* [What is expected] Rewrite the listing below, changing every "locate" to "mark" and keeping all else the same.

# START OF Information provided

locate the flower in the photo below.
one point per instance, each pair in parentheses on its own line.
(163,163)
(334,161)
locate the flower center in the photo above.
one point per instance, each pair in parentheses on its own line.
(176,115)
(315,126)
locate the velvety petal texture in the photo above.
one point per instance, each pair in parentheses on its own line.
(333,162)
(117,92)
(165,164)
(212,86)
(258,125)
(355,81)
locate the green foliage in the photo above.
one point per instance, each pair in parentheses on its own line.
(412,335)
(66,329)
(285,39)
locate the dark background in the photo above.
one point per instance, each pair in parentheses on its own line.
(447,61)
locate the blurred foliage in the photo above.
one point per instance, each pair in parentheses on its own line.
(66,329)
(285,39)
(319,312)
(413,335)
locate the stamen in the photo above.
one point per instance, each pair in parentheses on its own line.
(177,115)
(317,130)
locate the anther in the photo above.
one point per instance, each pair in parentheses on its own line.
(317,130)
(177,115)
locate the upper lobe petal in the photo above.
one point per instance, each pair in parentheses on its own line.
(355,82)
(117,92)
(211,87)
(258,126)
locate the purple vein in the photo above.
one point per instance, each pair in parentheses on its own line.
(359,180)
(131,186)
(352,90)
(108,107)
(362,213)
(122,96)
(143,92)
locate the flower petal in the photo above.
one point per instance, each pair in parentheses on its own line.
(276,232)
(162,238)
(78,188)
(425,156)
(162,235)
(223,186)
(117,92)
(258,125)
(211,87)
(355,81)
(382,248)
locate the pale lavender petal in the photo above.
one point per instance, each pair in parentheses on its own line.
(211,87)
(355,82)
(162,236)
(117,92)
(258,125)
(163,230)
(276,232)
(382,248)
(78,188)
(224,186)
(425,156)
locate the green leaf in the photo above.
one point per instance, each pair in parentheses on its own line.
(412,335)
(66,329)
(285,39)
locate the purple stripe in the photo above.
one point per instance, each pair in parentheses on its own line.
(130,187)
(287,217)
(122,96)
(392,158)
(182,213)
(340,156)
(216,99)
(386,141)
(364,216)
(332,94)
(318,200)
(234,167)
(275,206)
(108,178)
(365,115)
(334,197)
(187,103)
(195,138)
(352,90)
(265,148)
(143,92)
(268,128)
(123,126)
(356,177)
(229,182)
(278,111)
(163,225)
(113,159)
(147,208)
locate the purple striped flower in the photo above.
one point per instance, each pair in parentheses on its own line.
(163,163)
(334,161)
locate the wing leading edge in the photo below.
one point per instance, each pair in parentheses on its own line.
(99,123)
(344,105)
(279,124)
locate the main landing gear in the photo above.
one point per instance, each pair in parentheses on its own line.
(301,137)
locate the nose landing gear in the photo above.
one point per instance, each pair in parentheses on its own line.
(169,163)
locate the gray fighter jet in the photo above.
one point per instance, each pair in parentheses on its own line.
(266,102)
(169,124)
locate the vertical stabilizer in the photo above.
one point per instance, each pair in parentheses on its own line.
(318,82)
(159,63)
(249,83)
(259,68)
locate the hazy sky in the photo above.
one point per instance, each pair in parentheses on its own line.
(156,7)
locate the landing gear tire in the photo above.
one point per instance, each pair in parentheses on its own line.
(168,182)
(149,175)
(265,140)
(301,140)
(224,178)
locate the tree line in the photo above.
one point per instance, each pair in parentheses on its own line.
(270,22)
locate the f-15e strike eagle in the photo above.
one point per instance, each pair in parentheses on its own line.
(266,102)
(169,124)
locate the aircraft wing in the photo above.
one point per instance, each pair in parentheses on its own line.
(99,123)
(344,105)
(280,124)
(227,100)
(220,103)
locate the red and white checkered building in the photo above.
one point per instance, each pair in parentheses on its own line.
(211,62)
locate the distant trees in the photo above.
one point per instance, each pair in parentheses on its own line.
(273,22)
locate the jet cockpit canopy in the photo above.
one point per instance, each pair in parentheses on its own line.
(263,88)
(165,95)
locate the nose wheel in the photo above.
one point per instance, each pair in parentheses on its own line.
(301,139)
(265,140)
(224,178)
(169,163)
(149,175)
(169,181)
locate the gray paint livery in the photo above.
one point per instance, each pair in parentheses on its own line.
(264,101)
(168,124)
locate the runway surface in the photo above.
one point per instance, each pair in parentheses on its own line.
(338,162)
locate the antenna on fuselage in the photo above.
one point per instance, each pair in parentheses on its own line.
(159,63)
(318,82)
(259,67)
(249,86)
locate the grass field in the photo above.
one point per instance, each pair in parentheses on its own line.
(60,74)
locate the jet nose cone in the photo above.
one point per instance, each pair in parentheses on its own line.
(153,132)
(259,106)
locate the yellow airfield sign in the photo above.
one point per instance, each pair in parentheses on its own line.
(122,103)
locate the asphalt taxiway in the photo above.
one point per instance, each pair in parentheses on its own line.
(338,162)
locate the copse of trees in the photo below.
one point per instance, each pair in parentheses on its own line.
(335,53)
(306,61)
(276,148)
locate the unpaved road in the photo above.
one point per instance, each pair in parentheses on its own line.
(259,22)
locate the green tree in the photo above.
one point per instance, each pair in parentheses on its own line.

# END OF Information provided

* [Exercise result]
mark the flower in the photo below.
one point per instance, each pair in parentheses on its own line.
(163,163)
(334,161)
mark the flower center in the photo above.
one point per instance, each pair in parentheses on its own line.
(176,115)
(315,126)
mark the velvety petal texture in the photo above.
one point per instance, each pair in parentheses on its own line.
(333,162)
(117,92)
(165,164)
(212,86)
(258,125)
(355,81)
mark the green foliage in the photo above.
one point per instance, each pair in parentheses on its own line.
(412,335)
(66,329)
(285,39)
mark the dark background in the photo above.
one point per instance, each pair in parentheses on its own line.
(447,61)
mark the blurred foliage in the photo above.
one point per instance, each pair in parentheses on its own line.
(66,329)
(285,39)
(319,312)
(413,335)
mark the stamen in the photo above.
one point per instance, each pair in parentheses on its own line.
(177,115)
(317,130)
mark the anther in the photo above.
one point per instance, each pair in parentheses on its own line.
(317,130)
(177,115)
mark the upper lobe petal in the photo above.
one point per instance, each pair in parentheses on its own line.
(355,82)
(117,92)
(211,87)
(258,126)
mark the purple vein in the photo above.
one point per instance, each pair in parentheses on its own line.
(359,180)
(131,186)
(352,90)
(108,107)
(362,213)
(122,96)
(143,92)
mark the flower petal in the photo above.
one point per instance, each pair in parentheses on its own line.
(276,232)
(162,238)
(78,188)
(425,156)
(162,235)
(223,186)
(117,92)
(258,125)
(211,87)
(355,81)
(382,248)
mark the pale lavender petal in the photo above.
one point per instance, each pair in parentheses on its own line.
(211,87)
(355,82)
(162,236)
(117,92)
(258,125)
(163,230)
(276,232)
(382,248)
(78,188)
(224,186)
(425,156)
mark the green leaf in the photo above.
one point per instance, each pair in parentheses on its own line.
(412,335)
(66,329)
(285,39)
mark the purple stripe in the photo above.
one point per instance, each pair in parentheses on its own line.
(130,187)
(287,217)
(122,96)
(392,158)
(182,213)
(340,156)
(216,99)
(386,141)
(364,216)
(332,94)
(318,200)
(234,167)
(275,206)
(108,178)
(365,115)
(334,197)
(187,103)
(195,138)
(352,90)
(265,148)
(143,92)
(268,128)
(123,126)
(356,177)
(229,182)
(278,111)
(163,225)
(113,159)
(147,208)
mark the purple striped flower in the photo above.
one point per instance, each pair in parentheses on its own line.
(163,163)
(334,161)
mark the wing leading edge in the photo below.
one point per instance, each pair in parentheses on its own line.
(99,123)
(344,105)
(279,124)
mark the main landing gear in the photo above.
one point per instance, each pair in parentheses on its own line.
(301,137)
mark the nose landing gear in the photo above.
one point per instance, each pair in parentheses on its own line.
(169,163)
mark the gray fighter jet in the photo above.
one point per instance, each pair in parentheses on its own line.
(266,102)
(169,124)
mark the vertical stabilizer in the photo above.
one point per instance, each pair in parentheses on its own line.
(318,82)
(159,63)
(249,83)
(259,68)
mark the hazy sky in the photo above.
one point per instance, each pair in parentheses on its own line.
(156,7)
mark the landing gear tire in the photo above.
one point per instance, each pair in parentheses on its own line.
(168,182)
(149,175)
(265,140)
(301,140)
(224,178)
mark the tree line in the photo above.
one point per instance, each pair in parentheses on its own line.
(270,22)
mark the f-15e strike eagle in the photo above.
one point per instance, each pair in parentheses on its own line.
(266,102)
(169,124)
mark the aircraft wing in the photo above.
one point per instance, each pair in parentheses on its own line.
(99,123)
(344,105)
(280,124)
(227,100)
(220,103)
mark the red and white checkered building in the photo above.
one point per instance, each pair in parentheses on its own line.
(211,62)
mark the distant trees in the photo above.
one point per instance, each pair in parentheses on its own line.
(273,22)
mark the jet cockpit canopy in the photo above.
one point per instance, each pair in parentheses on its own line.
(263,88)
(165,95)
mark the nose wheel in the photo above.
one point per instance, each pair in parentheses on its own line.
(301,139)
(265,140)
(224,178)
(169,163)
(149,175)
(169,181)
mark the gray paint livery in the photo above.
one point per instance, each pair in parentheses on its own line.
(264,101)
(168,124)
mark the runway surface in the photo above.
one point per instance, each pair in parentheses on its own line.
(338,162)
mark the antenna on fuselage in the photo above.
one point per instance, each pair in parentheses on its own line.
(159,63)
(318,82)
(259,67)
(249,86)
mark the grass field in the photo above.
one point per instance, each pair in parentheses on its own line.
(60,74)
mark the jet nose cone in the photo above.
one point per instance, each pair in parentheses on its own line.
(153,132)
(259,106)
mark the yellow airfield sign in the photo above.
one point per instance, each pair in parentheses on its own line.
(122,103)
mark the asphalt taxiway in the photo above.
one point per instance, each pair in parentheses on its own line.
(338,162)
mark the copse of trees in the photo below.
one point per instance, each pair in parentheses on its own line.
(335,53)
(306,61)
(276,148)
mark the unpaved road in the photo above.
one point per instance, each pair in parentheses on its own line.
(259,22)
mark the green tree in the photo above.
one point per instance, each pair in parentheses on its own line.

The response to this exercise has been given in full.